Request A – In the passage on EPIC detector calibration, what extra systematic error was added to each spectral channel?
Request B – Extend the passage on EPIC detector calibration, picking up right after its last sentence.

The large number of photons collected in our observation makes statistical errors very small. Particular care must be devoted to the systematic uncertainties. The internal calibration accuracy of each EPIC detector for on-axis sources is better than 5% (Kirsch 2003). This yields good quality fits (i.e. $\leq$ 5% residuals at the instrumental edges) for each camera (see Fig. 4), but does not ensure the correctness of absolute flux measurements. Indeed, while the cross-calibration between the MOS1 and MOS2 cameras agrees within 5%, differences up to 10% are found between the pn and the MOS, the MOS flux being smaller than the pn one below $\sim$ 1.5 keV and higher above this energy. These effects are probably due to remaining uncertainties in the vignetting and CCD quantum efficiency functions (Kirsch 2003).

We therefore adopted the following strategy for the phase-integrated spectra. As a first step, the computation of the best fitting model was performed separately for each instrument, accounting only for statistical errors. As a second step, to compute reasonable confidence intervals on the measured physical parameters of the target, we added an extra 5% systematic error to each spectral channel.

Extracted records –
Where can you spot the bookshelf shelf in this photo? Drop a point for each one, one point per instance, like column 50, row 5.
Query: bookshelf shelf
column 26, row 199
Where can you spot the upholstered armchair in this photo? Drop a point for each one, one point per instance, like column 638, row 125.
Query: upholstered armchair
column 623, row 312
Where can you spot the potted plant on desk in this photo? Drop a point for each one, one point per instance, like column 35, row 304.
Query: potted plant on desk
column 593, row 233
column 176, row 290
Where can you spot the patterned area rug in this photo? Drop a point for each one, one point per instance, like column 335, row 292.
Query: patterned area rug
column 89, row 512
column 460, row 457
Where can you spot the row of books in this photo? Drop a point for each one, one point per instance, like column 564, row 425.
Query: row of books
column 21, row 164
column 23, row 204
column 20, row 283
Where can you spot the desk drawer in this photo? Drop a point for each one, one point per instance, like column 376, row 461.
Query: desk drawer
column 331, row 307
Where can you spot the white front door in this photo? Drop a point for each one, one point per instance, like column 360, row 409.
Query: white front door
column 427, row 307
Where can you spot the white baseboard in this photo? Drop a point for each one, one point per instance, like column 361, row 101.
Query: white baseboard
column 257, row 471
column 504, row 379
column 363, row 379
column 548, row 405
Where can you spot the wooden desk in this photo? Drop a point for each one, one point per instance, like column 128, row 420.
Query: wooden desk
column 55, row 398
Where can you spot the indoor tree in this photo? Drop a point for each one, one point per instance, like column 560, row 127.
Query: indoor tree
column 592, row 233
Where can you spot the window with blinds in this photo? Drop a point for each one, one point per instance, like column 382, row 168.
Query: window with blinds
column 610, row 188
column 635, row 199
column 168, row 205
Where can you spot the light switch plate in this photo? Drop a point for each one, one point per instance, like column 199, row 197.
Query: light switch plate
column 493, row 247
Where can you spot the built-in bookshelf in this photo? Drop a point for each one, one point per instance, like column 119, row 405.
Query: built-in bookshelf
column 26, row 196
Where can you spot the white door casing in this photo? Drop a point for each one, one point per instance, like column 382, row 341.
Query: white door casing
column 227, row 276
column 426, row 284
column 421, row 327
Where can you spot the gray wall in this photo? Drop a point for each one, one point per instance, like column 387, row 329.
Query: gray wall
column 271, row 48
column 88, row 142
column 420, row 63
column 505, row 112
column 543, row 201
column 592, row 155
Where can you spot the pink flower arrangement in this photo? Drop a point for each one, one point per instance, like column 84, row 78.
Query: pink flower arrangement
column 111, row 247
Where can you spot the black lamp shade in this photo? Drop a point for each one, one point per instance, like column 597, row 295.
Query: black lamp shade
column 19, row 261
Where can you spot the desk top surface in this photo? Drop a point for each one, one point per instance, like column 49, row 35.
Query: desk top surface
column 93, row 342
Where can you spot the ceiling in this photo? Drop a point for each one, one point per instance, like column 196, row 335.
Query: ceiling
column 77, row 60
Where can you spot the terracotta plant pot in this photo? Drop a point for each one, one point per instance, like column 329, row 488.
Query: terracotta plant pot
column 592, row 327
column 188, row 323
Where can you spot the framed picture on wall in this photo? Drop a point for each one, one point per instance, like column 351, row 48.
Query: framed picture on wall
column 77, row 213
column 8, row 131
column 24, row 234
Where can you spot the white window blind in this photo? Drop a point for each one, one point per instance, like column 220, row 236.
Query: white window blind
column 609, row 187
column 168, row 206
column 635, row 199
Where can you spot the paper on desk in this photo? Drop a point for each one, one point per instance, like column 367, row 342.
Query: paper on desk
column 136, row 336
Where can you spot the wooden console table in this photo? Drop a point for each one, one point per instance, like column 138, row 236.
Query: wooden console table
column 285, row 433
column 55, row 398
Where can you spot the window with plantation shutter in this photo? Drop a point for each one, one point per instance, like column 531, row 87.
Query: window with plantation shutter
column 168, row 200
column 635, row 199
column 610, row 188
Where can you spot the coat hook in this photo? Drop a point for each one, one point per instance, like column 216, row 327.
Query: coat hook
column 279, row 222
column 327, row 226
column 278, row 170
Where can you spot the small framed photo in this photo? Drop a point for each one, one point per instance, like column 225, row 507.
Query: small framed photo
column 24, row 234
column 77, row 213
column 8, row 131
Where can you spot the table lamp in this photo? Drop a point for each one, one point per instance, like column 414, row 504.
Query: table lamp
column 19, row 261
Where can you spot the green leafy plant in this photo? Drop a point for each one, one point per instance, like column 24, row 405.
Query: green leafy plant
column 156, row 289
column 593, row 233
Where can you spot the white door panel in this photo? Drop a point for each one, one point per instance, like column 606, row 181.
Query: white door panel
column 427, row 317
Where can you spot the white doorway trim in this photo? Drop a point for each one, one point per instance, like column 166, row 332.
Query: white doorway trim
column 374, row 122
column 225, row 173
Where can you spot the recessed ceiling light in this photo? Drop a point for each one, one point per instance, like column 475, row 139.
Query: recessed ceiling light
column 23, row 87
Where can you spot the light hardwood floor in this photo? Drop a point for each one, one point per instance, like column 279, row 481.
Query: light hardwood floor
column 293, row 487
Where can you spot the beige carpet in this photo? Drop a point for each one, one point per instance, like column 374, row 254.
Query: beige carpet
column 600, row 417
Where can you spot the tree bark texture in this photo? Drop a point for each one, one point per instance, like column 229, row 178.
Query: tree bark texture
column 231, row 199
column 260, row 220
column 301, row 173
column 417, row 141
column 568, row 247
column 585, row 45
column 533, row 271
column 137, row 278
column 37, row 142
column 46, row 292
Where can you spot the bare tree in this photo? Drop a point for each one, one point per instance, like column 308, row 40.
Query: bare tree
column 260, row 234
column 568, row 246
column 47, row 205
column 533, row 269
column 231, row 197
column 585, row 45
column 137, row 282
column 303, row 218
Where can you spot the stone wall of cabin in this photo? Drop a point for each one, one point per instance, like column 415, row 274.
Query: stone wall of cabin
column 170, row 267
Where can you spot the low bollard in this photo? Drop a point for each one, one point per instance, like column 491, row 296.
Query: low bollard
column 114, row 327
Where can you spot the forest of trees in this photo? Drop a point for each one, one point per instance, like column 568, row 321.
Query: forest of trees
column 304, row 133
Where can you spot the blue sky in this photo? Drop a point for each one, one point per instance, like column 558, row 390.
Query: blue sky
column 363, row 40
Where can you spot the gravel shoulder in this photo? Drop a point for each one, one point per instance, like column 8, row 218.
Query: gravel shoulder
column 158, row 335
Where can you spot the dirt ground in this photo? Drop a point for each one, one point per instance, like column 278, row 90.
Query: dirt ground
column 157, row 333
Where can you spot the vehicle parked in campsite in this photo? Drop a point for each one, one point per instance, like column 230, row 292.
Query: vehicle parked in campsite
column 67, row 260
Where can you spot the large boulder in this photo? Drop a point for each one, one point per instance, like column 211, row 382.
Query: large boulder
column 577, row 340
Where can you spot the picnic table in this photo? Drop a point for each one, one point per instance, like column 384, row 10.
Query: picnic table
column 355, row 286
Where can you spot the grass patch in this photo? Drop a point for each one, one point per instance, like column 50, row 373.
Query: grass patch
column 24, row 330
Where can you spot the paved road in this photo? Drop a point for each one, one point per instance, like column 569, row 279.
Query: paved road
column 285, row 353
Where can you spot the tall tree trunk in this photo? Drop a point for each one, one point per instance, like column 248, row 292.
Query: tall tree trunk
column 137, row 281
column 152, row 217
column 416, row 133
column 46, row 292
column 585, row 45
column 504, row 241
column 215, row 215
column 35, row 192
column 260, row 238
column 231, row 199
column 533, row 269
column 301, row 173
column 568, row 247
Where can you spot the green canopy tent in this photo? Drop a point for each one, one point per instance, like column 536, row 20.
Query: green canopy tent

Written response A – An extra 5% systematic error.

Written response B –
A different approach was used for the phase-resolved spectral analysis. For this study only the pn data can be used, owing to the MOS slow readout mode. Our aim is the description of the relative spectral variations as a function of the pulse phase, which are correctly characterized even when the systematic uncertainties are not included. Such systematics affect all of the spectra in the same direction (since they are taken with the same instrument) and are not a matter of concern when relative differences are studied. Therefore, we do not include systematics in the evaluation of the confidence intervals for the phase resolved spectral parameters to give a correct description of their relative variation, warning the reader that the quoted errors are possibly underestimated when the absolute values of the parameters are considered.

$\begin{figure} \par\includegraphics[width=8.8cm,clip]{4720fig5.ps} \end{figure}$	Figure 5: Fit of the phase-integrated data. The model (double blackbody plus line components) is described in the text. From top to bottom, the panels show data from the pn, the MOS1 and the MOS2 cameras. In each panel the data are compared to the model folded through the instrumental response (upper plot); the lower plot shows the residuals in units of sigma.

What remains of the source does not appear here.